# Start of Page extract
Introduction to the practicals

Introduction to the practicals#

These pages provide four GIS practical workbooks:

  • GIS practicals 1 and 2 support the GIS component of the Introduction to Ecological and Evolutionary Data Science for the following masters programmes at Imperial College London: the Living Planet program at the Silwood Park campus and Taxonomy, Biodiversity and Evolution MSc and Biosystematics MRes at the Natural History Museum.

    GIS Practical 1 introduces a core set of GIS concepts and functions in R and explores some more common use cases. GIS Practical 2 then uses R to do species distribution modelling, which is a common applied GIS technique in biodiversity research.

  • The Landscape Ecology practical supports the Landscape Ecology and Conservation module for the Living Planet with Ecological Applications and Living Planet with Ecology, Evolution and Conservation streams.

  • The Spatial Statistics practical presents the use of R for spatial statistics and is provided as additional supporting material for research projects that require these specialised techniques, or for anyone who enjoys finicky stats problems!

All of these practicals are self-paced: you can work through them at your own speed and call out when you need help.

Three before ‘me’#

There will be a team of demonstrators to help you when you get stuck but please do remember that helping yourself is actually a far better way to learn. We do not want you to struggle but before you reach out to a demonstrator:

  1. Ask yourself what you are trying to do: often stepping back and trying to write out an explanation for your problem helps you solve it.

  2. Ask the internet: Sites like stackoverflow.com are an invaluable resource and you can use tags on stackoverflow (e.g. [R] or [sf]) to narrow down your search.

  3. Ask each other: it can be really helpful to get together in a short Team meeting and crowd source an answer.

If none of those work then ask us!
# End of Page extract
# Start of Material provided
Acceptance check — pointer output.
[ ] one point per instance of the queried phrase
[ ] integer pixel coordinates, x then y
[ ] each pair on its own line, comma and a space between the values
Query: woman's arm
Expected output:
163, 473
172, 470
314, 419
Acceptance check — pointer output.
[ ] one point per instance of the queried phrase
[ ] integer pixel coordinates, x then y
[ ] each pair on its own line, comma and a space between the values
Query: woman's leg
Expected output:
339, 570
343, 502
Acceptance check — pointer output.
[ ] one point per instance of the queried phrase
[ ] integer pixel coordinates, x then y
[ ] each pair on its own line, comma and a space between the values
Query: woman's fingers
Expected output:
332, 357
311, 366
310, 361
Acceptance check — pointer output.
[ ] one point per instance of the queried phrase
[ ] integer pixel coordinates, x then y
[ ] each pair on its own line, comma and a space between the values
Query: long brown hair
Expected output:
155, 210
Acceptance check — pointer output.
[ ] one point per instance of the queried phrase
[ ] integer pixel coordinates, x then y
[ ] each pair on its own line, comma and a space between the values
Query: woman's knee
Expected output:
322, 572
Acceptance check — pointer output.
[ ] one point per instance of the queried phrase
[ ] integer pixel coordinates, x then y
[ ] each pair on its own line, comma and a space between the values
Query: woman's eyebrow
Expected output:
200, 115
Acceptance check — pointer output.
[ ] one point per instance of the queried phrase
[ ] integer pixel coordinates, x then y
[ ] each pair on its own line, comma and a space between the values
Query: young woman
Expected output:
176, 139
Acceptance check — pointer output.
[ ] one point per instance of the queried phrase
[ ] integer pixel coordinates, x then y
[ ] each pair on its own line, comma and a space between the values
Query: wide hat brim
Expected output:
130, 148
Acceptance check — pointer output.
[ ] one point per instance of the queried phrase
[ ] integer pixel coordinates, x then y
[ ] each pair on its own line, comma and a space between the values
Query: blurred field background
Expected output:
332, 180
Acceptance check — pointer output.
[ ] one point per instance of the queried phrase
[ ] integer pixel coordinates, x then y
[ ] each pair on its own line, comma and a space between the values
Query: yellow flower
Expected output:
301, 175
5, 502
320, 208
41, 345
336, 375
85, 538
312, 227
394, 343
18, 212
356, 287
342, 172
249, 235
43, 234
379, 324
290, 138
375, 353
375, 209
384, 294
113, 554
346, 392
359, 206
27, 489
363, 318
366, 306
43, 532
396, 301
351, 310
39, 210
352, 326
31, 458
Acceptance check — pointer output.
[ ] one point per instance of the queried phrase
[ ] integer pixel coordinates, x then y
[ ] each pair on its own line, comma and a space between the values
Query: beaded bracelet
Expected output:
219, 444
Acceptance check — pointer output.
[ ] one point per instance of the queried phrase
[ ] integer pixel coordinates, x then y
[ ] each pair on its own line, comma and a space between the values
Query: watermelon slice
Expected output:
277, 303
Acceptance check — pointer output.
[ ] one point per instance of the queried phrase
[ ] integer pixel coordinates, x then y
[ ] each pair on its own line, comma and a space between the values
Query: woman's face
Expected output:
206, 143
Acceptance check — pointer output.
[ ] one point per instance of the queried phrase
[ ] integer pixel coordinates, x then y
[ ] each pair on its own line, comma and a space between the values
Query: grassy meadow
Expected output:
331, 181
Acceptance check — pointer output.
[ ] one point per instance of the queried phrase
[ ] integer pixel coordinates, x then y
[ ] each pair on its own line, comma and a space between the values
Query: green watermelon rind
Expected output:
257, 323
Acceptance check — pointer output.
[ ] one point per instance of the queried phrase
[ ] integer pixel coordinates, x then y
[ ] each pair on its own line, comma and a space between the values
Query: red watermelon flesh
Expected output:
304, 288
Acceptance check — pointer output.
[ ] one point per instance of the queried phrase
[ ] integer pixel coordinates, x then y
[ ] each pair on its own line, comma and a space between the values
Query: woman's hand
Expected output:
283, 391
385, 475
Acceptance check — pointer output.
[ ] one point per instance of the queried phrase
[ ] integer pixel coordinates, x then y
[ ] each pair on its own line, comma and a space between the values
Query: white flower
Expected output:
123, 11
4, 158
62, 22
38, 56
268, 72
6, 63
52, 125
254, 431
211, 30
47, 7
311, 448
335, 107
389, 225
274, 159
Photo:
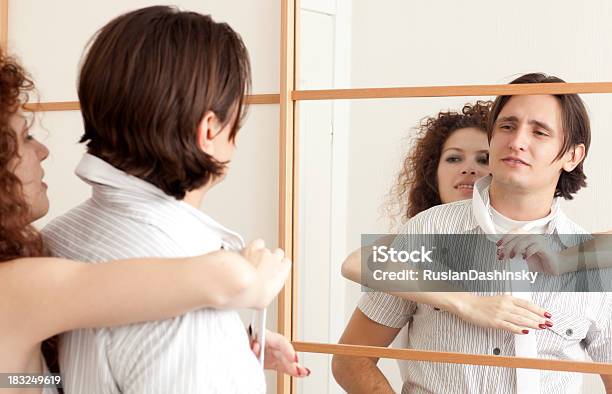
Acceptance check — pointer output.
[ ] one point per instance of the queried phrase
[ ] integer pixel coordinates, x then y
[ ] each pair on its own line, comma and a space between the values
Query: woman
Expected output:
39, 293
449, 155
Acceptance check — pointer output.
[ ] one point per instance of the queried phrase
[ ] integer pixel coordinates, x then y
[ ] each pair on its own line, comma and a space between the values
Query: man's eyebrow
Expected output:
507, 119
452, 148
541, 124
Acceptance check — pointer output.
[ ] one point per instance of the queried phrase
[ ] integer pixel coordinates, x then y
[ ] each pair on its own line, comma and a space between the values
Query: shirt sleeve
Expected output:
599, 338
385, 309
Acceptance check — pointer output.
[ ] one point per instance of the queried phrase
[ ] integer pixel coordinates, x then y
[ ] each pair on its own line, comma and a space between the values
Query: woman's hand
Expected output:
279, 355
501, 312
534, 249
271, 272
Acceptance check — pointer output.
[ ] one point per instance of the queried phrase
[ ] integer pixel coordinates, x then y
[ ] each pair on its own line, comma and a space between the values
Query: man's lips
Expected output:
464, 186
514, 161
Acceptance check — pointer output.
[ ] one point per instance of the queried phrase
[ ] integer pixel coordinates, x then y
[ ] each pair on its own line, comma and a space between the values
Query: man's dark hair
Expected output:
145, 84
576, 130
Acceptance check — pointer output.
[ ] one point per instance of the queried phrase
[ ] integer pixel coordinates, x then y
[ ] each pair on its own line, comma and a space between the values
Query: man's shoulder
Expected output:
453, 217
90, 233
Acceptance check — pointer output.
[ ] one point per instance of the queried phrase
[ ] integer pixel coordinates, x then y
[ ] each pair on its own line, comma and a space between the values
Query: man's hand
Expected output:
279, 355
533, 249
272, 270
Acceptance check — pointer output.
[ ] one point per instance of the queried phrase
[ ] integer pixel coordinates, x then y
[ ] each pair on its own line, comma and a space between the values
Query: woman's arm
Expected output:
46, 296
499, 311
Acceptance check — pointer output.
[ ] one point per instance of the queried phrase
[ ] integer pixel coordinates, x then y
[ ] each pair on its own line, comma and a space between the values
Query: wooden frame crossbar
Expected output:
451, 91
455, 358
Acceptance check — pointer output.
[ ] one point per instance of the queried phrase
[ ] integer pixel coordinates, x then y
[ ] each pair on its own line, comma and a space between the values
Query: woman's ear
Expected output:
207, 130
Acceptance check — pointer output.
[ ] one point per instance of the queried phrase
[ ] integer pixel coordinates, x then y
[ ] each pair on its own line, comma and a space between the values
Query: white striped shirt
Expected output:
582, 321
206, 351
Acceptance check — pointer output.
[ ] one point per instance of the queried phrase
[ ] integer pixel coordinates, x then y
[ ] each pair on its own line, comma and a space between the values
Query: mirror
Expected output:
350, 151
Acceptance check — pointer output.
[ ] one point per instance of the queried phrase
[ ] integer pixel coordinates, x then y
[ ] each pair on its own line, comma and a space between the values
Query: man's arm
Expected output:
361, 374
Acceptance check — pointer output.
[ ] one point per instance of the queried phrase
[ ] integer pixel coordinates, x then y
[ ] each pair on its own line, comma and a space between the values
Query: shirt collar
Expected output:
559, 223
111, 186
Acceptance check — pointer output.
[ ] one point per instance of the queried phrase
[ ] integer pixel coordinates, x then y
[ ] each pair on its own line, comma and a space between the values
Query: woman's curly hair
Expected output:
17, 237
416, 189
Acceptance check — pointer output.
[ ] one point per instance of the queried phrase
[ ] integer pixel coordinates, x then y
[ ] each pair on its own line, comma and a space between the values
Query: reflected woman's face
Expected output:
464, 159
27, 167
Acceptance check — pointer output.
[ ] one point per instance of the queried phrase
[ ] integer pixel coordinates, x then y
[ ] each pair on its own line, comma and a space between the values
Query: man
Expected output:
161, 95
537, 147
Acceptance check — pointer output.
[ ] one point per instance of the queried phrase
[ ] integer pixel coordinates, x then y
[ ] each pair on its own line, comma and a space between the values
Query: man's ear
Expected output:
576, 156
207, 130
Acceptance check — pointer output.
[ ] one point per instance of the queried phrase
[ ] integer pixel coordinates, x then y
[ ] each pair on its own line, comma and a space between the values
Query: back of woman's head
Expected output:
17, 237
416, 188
# End of Material provided
Complete the following
**a)** Find every line in the listing that contains the string "shirt", treating uppercase and lowercase as different, and copy each of those lines.
**b)** Pick up the introduction to the GIS practicals and continue it from the point where it ends.
The introduction to the GIS practicals and the listing come from unrelated sources.

Results by task
**a)**
Query: shirt sleeve
Query: white striped shirt
Query: shirt collar

**b)**
Getting started#

  • You will need to install the required packages and the data required in the practicals. There are quite a lot of required packages - they could take a little while to set up. See here for details of the packages and data you will need.

  • Once you have the packages installed, have created a local working directory for the data and are running in R then create a new script file to record and run your code.

  • Work through the handouts at your own pace.

GIS packages#

There are loads of R packages that can load, manipulate and plot GIS data and we will be using several in these practical. In the last few years, the R spatial data community has been working on updating most of the core GIS functionality into a few core packages, notably sf and terra. We will focus on using these up-to-date central packages, but there will be some occasions where we need to use older packages, such as sp and raster.

Tasks#

Introducing tasks

A lot of these practicals will consist of following provided code to understand how it works but occasionally there will be tasks to test the skills you have been learning. These will start with a task bar like the one above and then have a description like this one. There will then always be a button marked ‘Click to show’: if you get really stuck, you can click on this to show a solution. Do try and figure it out for yourself and if you don’t understand something, ask a demonstrator to help.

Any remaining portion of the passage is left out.